§ **読む文章**:
• • • •

また、個人の権利に対する意識の弱さは人々のマインドの中にも深く埋め込まれます。過度な競争からの離脱を告げることができた社会では、人間一人一人の精神を侵害しないことが常識とされる成熟した社会になりますが(愛知県は比較的そう)、過度な競争を肯定している社会というのは、立場が強い人が立場が弱い人をなじることが正当化されており、人権意識とはかけ離れた言論空間が出来上がります。いわゆる弱肉強食であったり、お金で全てを語ろうとするのはこの状態だと思います。そこでは個人は成熟した社会にあるような細やかで肯定的な自己像を形成することができず、社会的階層と自意識を結びつけがちになってしまいます。

向上心を持った先は豊かな生活であると思いがちですが、前述した通り、必ずしもそうとは限りません。そもそも、上には上があるものです。経済的に豊かになればなるほど敵やプレッシャーが増え、不幸になる要因も増加するのが競争社会です。このような中で向上心を持つ理由現実的な理由というのは、向上心の価値を信じたいからというものに近いと思います。しかし向上の先にあるのはは平穏で幸せな世界では決してなく、不透明さと搾取に満ちた、混沌と死の恍惚溢れる世界です。そのような中で平気でいられるのは、心を持たないサイコパスのような人くらいではないでしょうか?

• • • •

§ **手元の資料**:
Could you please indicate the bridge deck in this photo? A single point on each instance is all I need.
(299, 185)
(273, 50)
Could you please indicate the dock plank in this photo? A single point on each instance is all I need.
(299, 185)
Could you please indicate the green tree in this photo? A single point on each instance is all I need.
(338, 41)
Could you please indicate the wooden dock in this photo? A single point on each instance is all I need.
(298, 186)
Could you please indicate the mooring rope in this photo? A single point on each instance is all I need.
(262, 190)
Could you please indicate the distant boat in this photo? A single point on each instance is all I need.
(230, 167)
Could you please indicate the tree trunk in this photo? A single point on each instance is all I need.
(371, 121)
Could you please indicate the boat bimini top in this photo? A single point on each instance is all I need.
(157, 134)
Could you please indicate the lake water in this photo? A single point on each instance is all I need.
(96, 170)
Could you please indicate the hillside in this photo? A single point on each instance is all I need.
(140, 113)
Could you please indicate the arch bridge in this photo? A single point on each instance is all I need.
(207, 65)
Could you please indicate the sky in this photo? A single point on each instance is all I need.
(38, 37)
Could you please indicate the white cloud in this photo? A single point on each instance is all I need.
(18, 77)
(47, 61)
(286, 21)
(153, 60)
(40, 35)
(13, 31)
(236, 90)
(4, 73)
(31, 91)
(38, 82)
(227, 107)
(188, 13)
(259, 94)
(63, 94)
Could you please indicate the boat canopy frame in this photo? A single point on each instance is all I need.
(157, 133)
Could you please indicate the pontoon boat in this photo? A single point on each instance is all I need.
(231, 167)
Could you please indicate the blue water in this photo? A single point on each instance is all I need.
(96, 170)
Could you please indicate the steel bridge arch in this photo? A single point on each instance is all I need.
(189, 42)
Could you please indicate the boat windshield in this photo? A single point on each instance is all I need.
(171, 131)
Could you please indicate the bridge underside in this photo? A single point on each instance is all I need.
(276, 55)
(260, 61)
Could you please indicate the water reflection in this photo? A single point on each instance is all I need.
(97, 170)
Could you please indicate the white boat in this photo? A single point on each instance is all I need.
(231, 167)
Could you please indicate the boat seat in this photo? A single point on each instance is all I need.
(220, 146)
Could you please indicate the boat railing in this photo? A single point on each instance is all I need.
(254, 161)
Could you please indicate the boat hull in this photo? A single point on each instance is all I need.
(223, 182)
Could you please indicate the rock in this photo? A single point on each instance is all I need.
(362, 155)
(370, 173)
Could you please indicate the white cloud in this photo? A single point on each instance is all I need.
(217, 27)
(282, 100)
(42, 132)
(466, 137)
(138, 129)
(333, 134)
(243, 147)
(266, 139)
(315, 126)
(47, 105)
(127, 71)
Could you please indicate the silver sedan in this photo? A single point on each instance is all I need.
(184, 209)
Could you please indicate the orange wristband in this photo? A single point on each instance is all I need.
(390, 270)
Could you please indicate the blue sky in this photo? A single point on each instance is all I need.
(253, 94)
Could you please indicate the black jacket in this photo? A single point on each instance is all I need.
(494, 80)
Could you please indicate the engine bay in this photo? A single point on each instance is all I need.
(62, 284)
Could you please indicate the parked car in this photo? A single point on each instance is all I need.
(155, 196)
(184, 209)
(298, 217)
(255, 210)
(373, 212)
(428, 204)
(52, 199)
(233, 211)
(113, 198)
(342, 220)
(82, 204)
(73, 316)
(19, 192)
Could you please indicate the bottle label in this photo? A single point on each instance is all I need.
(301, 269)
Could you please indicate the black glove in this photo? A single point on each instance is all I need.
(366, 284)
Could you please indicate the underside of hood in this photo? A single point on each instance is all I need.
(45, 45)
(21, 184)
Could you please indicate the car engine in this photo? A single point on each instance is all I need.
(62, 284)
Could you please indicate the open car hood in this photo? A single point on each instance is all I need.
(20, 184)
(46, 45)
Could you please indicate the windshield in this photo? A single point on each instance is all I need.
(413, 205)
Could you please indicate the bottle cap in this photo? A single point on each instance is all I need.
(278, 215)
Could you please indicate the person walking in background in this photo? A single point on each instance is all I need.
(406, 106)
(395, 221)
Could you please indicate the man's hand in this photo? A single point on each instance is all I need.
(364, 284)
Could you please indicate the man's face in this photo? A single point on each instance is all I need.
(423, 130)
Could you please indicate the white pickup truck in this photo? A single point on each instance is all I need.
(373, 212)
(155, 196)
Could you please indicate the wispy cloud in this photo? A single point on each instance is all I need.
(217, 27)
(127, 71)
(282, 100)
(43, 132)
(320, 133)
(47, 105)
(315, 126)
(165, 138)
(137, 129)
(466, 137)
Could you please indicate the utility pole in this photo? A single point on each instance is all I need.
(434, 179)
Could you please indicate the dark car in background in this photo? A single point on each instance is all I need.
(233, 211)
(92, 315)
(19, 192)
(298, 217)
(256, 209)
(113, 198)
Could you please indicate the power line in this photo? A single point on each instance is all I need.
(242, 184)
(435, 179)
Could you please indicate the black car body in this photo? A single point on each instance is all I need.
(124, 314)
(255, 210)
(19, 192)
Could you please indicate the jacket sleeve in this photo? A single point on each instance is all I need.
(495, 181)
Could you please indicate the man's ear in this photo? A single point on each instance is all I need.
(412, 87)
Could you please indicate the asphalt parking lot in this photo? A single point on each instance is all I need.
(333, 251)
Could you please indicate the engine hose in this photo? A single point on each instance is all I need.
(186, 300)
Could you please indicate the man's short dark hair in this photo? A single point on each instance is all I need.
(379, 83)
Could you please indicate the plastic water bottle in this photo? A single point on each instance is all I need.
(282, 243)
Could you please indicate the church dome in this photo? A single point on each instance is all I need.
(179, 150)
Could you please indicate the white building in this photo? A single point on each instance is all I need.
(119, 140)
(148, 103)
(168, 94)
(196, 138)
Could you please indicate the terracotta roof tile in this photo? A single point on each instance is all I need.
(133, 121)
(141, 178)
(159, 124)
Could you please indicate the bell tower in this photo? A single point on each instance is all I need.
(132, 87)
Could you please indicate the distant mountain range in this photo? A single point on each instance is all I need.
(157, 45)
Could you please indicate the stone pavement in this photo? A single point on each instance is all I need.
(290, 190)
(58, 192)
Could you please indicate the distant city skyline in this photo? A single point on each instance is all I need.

• • • •

§ **やること**:
1. 競争社会についての文章によると、経済的に豊かになればなるほど何が増えるのですか。
2. 競争社会についての文章のうち、「また、個人の権利に対する意識」から始まって「人くらいではないでしょうか?」で終わるところを、一字も変えずに写してください。

§ **答えまとめ**:
1. 敵やプレッシャーが増え、不幸になる要因も増えます。

2.
また、個人の権利に対する意識の弱さは人々のマインドの中にも深く埋め込まれます。過度な競争からの離脱を告げることができた社会では、人間一人一人の精神を侵害しないことが常識とされる成熟した社会になりますが(愛知県は比較的そう)、過度な競争を肯定している社会というのは、立場が強い人が立場が弱い人をなじることが正当化されており、人権意識とはかけ離れた言論空間が出来上がります。いわゆる弱肉強食であったり、お金で全てを語ろうとするのはこの状態だと思います。そこでは個人は成熟した社会にあるような細やかで肯定的な自己像を形成することができず、社会的階層と自意識を結びつけがちになってしまいます。

向上心を持った先は豊かな生活であると思いがちですが、前述した通り、必ずしもそうとは限りません。そもそも、上には上があるものです。経済的に豊かになればなるほど敵やプレッシャーが増え、不幸になる要因も増加するのが競争社会です。このような中で向上心を持つ理由現実的な理由というのは、向上心の価値を信じたいからというものに近いと思います。しかし向上の先にあるのはは平穏で幸せな世界では決してなく、不透明さと搾取に満ちた、混沌と死の恍惚溢れる世界です。そのような中で平気でいられるのは、心を持たないサイコパスのような人くらいではないでしょうか?